──────── Brano citato ────────
I media ufficiali occidentali e mediorientali stanno freneticamente dipingendo la riduzione pianificata del contingente russo in Siria come una sconfitta militare ed un tradimento del proprio alleato chiave; ma esattamente chi sta tradendo chi?

Il presidente Putin ha annunciato che la Russia inizierà a ridurre la propria forza militare in Siria il 15 marzo, data generalmente conosciuta come le Idi di Marzo e come infausto giorno in cui l’imperatore Giulio Cesare fu accoltellato a morte dai propri stessi alleati.

Anche se potrebbe essere stata scelta innocentemente, la data è carica di simbolismo ed è decisamente adatta per descrivere il cambio nelle dinamiche in gioco in Medio Oriente.

In questo peculiare giorno dell’anno, quando le cose sono in genere diverse da come potevano sembrare inizialmente, quella che sta venendo generalmente ritratta come un “sconfitta” e un “tradimento” è in realtà tutt’altro, mentre quelli che stanno prematuramente esultando sono, ironicamente, le stesse forze che dovrebbero essere più preoccupate di tutti.

Dopo circa duemila anni che le Idi di Marzo sono entrate fatalmente nella storia, non è più l’imperatore romano ad essere tradito dai propri alleati ma bensì i turchi e i sauditi che stanno venendo accoltellati alla schiena dagli americani.

Il ripiegamento

I presidenti Putin e Assad hanno preso di comune accordo la decisione di diminuire la presenza di truppe russe in Siria, concordando sul fatto che l’operazione di antiterrorismo avesse ormai raggiunto gli obbiettivi prefissati di “combattere il terrorismo e di restaurare la sicurezza e la stabilità in molte regioni della Siria”.

In particolare, il ministro della difesa russo Sergei Shoigu ha dichiarato che il proprio paese ha “compiuto più di 9.000 missioni di volo” che hanno contribuito ad aiutare “le truppe siriane nella liberazione di 400 città e più di 10.000 km quadrati di territorio”.
────────
*Compiti da svolgere*
a: Ripeti i record partendo dal loro inizio e fermandoti dopo la riga che contiene "[[[1,0],[0,65],[280,69],[280,1]]]", compresa. Escludi le immagini dalla risposta.
b: Prosegui il brano sulla riduzione del contingente russo in Siria, riprendendo dopo l'ultima frase riportata.
I record non hanno alcun legame con il brano.
──────── Contenuto dei record ────────
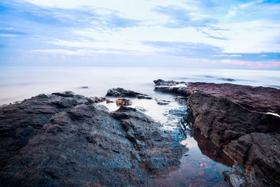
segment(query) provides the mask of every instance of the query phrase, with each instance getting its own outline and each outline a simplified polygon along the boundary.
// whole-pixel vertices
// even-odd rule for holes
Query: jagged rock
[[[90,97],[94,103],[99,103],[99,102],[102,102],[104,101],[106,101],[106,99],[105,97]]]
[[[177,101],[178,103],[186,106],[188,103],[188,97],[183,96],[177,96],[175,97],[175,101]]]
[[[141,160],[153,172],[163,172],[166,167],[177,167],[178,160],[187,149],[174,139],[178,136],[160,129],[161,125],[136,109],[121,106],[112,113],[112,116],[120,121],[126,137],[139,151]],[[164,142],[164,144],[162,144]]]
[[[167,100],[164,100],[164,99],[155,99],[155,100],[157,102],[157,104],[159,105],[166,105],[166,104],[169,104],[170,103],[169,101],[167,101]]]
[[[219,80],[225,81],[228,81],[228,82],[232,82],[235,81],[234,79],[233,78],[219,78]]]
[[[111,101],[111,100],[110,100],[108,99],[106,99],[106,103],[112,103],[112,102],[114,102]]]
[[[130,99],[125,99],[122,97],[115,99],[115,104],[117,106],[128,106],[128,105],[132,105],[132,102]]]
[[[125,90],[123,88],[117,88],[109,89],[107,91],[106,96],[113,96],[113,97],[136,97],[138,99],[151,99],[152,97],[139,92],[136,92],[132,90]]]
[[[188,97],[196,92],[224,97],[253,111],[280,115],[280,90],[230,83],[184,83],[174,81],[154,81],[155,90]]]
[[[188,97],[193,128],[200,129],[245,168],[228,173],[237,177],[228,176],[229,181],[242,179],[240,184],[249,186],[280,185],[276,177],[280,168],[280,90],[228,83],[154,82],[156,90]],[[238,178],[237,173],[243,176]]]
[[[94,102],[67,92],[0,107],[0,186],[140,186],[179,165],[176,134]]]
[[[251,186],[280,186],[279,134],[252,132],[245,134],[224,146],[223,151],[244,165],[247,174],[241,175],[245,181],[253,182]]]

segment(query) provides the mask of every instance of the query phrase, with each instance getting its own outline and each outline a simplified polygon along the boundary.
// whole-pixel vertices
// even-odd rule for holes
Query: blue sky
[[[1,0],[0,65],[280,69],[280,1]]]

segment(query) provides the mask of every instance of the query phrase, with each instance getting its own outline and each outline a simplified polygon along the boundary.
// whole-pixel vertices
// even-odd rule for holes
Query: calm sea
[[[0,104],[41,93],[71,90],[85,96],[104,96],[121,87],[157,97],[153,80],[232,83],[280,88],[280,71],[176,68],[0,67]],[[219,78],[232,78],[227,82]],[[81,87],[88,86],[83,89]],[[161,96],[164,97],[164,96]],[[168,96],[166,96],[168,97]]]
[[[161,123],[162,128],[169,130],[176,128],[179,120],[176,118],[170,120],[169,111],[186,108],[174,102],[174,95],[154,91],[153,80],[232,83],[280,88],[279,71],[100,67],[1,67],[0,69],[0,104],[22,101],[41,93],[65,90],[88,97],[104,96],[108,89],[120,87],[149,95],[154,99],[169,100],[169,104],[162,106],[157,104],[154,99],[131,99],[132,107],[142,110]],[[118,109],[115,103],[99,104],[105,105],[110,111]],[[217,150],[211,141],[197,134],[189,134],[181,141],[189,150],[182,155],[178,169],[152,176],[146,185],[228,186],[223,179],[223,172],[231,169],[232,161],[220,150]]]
────────
*Risposte*
a:
segment(query) provides the mask of every instance of the query phrase, with each instance getting its own outline and each outline a simplified polygon along the boundary.
// whole-pixel vertices
// even-odd rule for holes
Query: jagged rock
[[[90,97],[94,103],[99,103],[99,102],[102,102],[104,101],[106,101],[106,99],[105,97]]]
[[[177,101],[178,103],[186,106],[188,103],[188,97],[183,96],[177,96],[175,97],[175,101]]]
[[[141,160],[153,172],[163,172],[166,167],[177,167],[178,160],[187,149],[174,139],[178,136],[160,129],[161,125],[136,109],[121,106],[112,113],[112,116],[120,121],[126,137],[139,151]],[[164,142],[164,144],[162,144]]]
[[[167,100],[164,100],[164,99],[155,99],[155,100],[157,102],[157,104],[159,105],[166,105],[166,104],[169,104],[170,103],[169,101],[167,101]]]
[[[219,80],[225,81],[228,81],[228,82],[232,82],[235,81],[234,79],[233,78],[219,78]]]
[[[111,101],[111,100],[110,100],[108,99],[106,99],[106,103],[112,103],[112,102],[114,102]]]
[[[130,99],[125,99],[122,97],[115,99],[115,104],[117,106],[128,106],[128,105],[132,105],[132,102]]]
[[[125,90],[123,88],[117,88],[109,89],[107,91],[106,96],[113,96],[113,97],[136,97],[138,99],[151,99],[152,97],[139,92],[136,92],[132,90]]]
[[[188,97],[196,92],[224,97],[253,111],[280,115],[280,90],[230,83],[184,83],[174,81],[154,81],[155,90]]]
[[[188,97],[193,128],[200,129],[245,168],[228,173],[237,177],[228,176],[229,181],[242,179],[240,184],[249,186],[280,185],[276,177],[280,168],[280,90],[228,83],[154,82],[156,90]],[[238,178],[237,173],[243,176]]]
[[[94,102],[67,92],[0,107],[0,186],[140,186],[179,165],[176,134]]]
[[[251,186],[280,186],[279,134],[252,132],[245,134],[224,146],[223,151],[244,165],[247,174],[241,175],[245,181],[253,182]]]

segment(query) provides the mask of every instance of the query phrase, with each instance getting its own outline and each outline a simplified polygon along the boundary.
// whole-pixel vertices
// even-odd rule for holes
Query: blue sky
[[[1,0],[0,65],[280,69],[280,1]]]

b:
I lettori sono invitati a leggere l’ultimo articolo del Saker nel caso siano interessati ad una dettagliata analisi dei risultati raggiunti dai russi fino ad ora; il presente articolo invece procederà ora a descrivere l’intento dietro il ripiegamento e dietro le misure d’emergenza messe in gioco per difendere la Siria da qualsiasi aggressione di larga scala contro di essa.

Dal campo di battaglia alla sala riunioni

La dichiarazione russa è stata sincronizzata in modo da coincidere con la ripresa dei dialoghi di pace di Ginevra III, e chiaramente serve a far capire che la Russia sta raddoppiando il proprio impegno diplomatico per risolvere la guerra in Siria.

La leadership del paese ha ricordato al mondo più e più volte che l’unica soluzione all’ormai prolungato conflitto è quella diplomatica, con i soli siriani ad avere il diritto di decidere come questa soluzione si attuerà.

Una ripartizione territoriale de-iure è assolutamente fuori discussione e per di più proibita dalla Risoluzione 2254 del Consiglio di Sicurezza delle Nazioni Unite, ma tra molti serpeggia il timore che possa comunque verificarsi una ripartizione de-facto nel caso si attui una forma di federalismo.

E’ forse per questo motivo che al momento il governo e la popolazione siriana non sono favorevoli a questo approccio, e per i lettori curiosi che si stanno chiedendo cosa possa esserci di tanto male nel federalismo, l’autore li invita a leggere la sua ricerca precedentemente pubblicata sul tema, disponibile sul sito del National Institute for Research of Global Security russo.

Dopo cinque mesi e mezzo di campagna, l’operazione aerea antiterroristica russa ha portato a termine l’erculeo compito di far approdare la guerra alla Siria alla sua fase finale, che corrisponde all’appena ripreso lungo processo negoziale.

Lo scontro è così passato dal campo di battaglia alla sala delle riunioni, ma nello spiacevole caso che agenti stranieri spingessero i propri tirapiedi politici a sabotare i dialoghi in corso, e iniziare di nuovo le ostilità su grande scala, la Russia ha comunque pronte nella propria manica alcune misure d’emergenza per assicurarsi che la Siria non rimanga in pericolo.

Controbilanciare i rischi della scommessa:

Stando alle previsioni ottimistiche del governo russo, la ripresa dei negoziati di pace spianerà la strada ad un accordo finale nella guerra siriana, ma i russi non sono degli ingenui. Ecco come la Russia sta controbilanciando i rischi della propria scommessa nel caso i dialoghi di pace siano inaspettatamente rovinati, facendo precipitare di nuovo la Siria in una guerra all’ultimo sangue:

* Basi

Mosca manterrà la base aerea di Hmeymim a Latakia e la base navale di Tartus nell’omonima provincia, e quest’ultima sarà usata per monitorare l’applicazione degli accordi per la cessazione delle ostilità in Siria.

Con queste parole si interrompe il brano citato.